**ASSIGNMENT**. In the records below, how many lines hold the word "light"? Give only the number.

**EXTRACTED RECORDS**.
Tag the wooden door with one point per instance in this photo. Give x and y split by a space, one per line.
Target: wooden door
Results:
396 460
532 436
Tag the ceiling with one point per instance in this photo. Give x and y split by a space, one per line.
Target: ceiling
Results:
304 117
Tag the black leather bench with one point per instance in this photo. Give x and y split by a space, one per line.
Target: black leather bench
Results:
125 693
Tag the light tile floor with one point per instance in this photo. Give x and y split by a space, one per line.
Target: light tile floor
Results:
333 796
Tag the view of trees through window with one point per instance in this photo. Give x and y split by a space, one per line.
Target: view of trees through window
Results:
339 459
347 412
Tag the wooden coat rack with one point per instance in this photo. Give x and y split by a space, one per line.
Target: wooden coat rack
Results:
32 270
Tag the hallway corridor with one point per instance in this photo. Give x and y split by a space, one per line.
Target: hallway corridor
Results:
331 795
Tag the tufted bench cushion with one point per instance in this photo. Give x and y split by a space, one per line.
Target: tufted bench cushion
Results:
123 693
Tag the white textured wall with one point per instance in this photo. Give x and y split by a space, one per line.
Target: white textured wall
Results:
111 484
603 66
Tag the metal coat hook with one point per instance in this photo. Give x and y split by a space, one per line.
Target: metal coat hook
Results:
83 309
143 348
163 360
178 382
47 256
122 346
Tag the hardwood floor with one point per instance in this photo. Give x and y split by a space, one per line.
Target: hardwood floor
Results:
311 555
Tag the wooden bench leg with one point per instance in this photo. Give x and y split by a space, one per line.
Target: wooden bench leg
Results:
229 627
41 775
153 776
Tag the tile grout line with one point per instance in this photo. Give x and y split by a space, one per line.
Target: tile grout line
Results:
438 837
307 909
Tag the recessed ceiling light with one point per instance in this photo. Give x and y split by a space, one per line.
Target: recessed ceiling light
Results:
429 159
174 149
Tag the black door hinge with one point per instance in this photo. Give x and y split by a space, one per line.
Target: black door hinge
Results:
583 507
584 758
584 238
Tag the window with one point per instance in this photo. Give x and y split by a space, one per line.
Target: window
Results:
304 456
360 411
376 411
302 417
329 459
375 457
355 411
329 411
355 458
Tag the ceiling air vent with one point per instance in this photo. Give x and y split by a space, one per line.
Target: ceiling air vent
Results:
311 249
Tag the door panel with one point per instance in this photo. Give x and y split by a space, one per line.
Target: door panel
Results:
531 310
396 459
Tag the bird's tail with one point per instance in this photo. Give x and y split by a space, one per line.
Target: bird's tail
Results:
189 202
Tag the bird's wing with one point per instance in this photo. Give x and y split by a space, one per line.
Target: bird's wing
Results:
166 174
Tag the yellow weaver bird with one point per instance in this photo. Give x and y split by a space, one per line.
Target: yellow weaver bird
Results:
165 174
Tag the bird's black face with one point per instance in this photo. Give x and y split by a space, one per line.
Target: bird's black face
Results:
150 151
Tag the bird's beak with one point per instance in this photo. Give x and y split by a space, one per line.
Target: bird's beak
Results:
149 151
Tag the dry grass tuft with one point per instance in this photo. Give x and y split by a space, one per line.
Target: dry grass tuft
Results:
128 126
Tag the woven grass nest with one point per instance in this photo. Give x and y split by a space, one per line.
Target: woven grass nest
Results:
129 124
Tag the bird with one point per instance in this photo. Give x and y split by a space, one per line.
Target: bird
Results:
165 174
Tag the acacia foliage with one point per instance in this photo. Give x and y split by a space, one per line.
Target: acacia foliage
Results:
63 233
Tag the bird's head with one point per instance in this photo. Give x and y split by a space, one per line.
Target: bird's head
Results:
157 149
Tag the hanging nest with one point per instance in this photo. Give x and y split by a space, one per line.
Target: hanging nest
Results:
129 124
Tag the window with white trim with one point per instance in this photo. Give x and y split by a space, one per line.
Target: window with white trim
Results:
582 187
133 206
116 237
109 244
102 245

**SOLUTION BELOW**. 4